The liberal-internationalist case for military intervention in Iraq has recently been hashed out at length -- and in all of its disconcertingly belated moral passion and geopolitical irrelevance -- by the contributors to A Matter of Principle: Humanitarian Arguments for War in Iraq, published last year by the University of California Press. The editor of that volume, Thomas Cushman, is a professor of sociology at Wellesley College, and a member of the editorial board of the online journal Democratiya -- as is Norman Geras, who drafted the Euston Manifesto.
Many of the contributions to the book and the journal are intelligently argued. They are worth the attention even -- and perhaps especially -- of someone opposed to the war. For a whole wing of the left, of course, to admit that one’s opponents might be capable of arguments (rather than rationalizations) is already a sign of apostasy. But I’ll take my chances. After all, you can only listen to Noam Chomsky blame every problem in the world on American corporations just so many times. It’s good to stretch your mental legs every so often, and go wandering off to see how people think on the other side of the barricades.
That said, reading the Euston Manifesto has proven remarkably unrewarding -- even downright irritating. It is not a matter of profound disagreements. (I am, broadly speaking, in favor of pluralist and secular democracy, and against blowing people up for the glory of Allah.) But the Eustonians seem to be issuing blank moral checks for whatever excellent adventures George Bush and Tony Blair decide to undertake.

__Extracted material__.
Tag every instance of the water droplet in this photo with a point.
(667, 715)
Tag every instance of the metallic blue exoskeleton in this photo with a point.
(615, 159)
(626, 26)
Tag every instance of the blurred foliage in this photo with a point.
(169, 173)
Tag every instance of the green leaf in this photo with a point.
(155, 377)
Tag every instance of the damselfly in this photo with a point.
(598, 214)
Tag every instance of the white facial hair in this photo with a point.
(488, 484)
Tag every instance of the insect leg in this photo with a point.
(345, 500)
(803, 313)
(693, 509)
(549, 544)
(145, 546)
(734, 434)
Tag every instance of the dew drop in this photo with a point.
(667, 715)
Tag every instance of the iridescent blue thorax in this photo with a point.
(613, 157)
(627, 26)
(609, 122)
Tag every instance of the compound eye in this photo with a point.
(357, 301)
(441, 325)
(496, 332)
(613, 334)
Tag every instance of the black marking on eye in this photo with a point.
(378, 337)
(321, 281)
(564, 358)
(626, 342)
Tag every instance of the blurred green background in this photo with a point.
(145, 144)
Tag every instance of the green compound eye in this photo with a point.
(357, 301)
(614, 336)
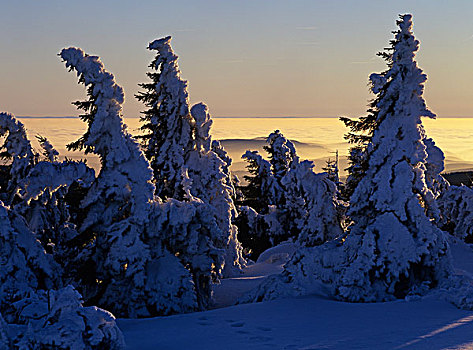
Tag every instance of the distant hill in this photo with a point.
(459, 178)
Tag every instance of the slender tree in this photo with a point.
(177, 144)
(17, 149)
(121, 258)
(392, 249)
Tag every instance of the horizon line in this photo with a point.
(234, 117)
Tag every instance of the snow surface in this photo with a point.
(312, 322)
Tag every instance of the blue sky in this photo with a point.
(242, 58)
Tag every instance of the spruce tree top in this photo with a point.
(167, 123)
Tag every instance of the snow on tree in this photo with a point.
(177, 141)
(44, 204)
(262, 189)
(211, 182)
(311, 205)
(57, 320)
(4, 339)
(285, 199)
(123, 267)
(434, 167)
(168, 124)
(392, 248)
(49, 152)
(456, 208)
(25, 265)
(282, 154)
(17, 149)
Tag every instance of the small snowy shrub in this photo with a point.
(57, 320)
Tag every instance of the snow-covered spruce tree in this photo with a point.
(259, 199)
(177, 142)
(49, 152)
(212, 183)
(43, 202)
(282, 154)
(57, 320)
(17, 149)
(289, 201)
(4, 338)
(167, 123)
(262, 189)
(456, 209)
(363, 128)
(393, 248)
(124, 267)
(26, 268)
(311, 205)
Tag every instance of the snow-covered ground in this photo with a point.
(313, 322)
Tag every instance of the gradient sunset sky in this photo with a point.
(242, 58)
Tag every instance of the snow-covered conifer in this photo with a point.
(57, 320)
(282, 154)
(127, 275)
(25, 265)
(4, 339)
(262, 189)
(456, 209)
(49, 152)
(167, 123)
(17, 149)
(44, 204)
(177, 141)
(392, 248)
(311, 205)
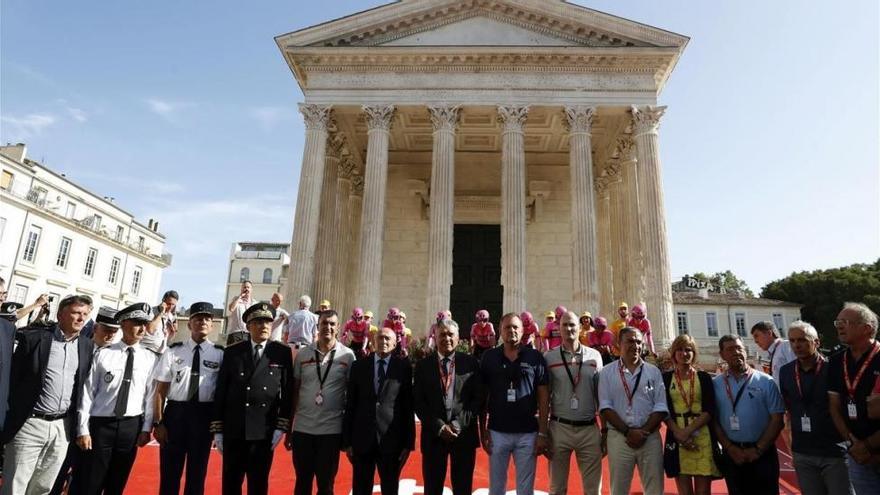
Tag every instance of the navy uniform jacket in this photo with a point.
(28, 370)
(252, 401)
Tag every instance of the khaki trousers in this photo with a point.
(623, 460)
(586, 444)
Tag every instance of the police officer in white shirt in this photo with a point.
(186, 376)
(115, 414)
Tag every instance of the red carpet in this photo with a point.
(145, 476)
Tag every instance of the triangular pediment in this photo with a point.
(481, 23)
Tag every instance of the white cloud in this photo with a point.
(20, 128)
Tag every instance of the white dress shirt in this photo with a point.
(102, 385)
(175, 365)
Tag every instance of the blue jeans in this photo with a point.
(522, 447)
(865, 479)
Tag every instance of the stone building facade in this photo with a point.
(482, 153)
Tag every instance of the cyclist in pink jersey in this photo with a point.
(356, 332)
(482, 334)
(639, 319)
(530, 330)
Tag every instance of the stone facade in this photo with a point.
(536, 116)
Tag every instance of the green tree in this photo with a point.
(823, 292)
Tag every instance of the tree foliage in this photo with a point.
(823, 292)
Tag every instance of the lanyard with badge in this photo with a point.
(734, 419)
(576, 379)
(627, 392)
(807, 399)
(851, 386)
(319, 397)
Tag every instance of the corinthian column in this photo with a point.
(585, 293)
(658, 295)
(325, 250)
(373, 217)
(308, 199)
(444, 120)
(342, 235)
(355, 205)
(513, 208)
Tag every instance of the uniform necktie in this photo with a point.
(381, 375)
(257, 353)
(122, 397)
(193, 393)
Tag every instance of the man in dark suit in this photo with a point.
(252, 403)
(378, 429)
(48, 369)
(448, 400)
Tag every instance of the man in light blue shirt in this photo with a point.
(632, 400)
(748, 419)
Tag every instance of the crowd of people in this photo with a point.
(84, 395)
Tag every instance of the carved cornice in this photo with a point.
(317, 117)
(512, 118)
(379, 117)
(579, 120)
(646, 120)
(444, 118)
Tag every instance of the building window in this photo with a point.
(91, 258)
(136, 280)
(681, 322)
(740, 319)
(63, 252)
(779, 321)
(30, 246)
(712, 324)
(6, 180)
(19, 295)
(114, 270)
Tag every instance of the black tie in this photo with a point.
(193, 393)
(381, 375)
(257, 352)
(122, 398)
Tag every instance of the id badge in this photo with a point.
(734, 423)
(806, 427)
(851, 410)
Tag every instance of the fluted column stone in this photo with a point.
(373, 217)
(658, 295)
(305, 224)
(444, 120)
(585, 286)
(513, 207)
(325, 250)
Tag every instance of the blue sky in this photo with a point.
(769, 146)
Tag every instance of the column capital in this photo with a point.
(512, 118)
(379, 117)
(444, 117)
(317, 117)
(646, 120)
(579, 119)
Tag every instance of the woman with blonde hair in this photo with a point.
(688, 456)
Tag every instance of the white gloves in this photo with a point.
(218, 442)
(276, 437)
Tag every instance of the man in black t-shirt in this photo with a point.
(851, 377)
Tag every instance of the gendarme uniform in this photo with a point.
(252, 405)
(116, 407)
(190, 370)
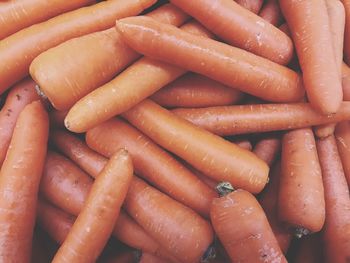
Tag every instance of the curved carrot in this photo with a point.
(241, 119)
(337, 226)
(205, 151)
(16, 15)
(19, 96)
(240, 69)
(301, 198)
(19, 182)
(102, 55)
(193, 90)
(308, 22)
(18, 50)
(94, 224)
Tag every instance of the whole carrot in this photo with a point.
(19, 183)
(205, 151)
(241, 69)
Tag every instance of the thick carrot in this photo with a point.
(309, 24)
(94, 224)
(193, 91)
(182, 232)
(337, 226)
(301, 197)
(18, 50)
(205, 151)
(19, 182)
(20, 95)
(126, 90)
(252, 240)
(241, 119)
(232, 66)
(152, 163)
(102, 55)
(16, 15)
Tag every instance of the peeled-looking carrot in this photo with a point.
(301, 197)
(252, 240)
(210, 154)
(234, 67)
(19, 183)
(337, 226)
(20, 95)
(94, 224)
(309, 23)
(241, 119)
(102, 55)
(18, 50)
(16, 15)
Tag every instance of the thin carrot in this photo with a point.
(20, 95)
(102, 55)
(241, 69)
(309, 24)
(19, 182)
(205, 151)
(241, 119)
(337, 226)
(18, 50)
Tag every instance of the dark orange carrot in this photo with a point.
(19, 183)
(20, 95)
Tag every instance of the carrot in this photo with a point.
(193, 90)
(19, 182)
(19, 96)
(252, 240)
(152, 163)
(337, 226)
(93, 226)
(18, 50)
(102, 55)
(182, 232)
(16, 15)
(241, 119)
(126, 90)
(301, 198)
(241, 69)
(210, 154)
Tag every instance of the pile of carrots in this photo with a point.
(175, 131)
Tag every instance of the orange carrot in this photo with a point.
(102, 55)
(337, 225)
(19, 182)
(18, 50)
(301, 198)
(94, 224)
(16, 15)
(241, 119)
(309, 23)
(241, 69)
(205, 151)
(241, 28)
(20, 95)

__Problem set__.
1 - In the Euston Manifesto commentary, who is named as the person who drafted the Euston Manifesto?
2 - Carry the Euston Manifesto commentary forward, starting right after its final sentence.

__Responses by task__.
1 - Norman Geras

2 -
They call for supporting the reconstruction of Iraq “rather than picking through the rubble of the arguments over intervention.” The systematic campaign of disinformation and phony diplomacy engineered over the course of two years preceding the invasion, then, is to be forgotten. It’s hard to imagine a more explicit call for intellectual irresponsibility. Or, for that matter, a less adequate metaphorical image. Anyone upset by “the rubble of the arguments over intervention” is definitely facing the wrong crater.
The Eustonians seem also perfectly indifferent to the cumulative damage being done to the very fiber of democracy itself. This summer’s issue of Bookforum contains a few poems by Guantanamo Bay detainees -- part of a much larger body confiscated by the military. As a lawyer for the detainees notes, a poem containing the line “Forgive me, my dear wife” was immediately classified as an attempt to communicate with the outside.
It is hard to imagine that this sort of thing really advances the Global War on Terror, or whatever we’re calling it now. But it is not without consequences. It destroys what it pretends to protect.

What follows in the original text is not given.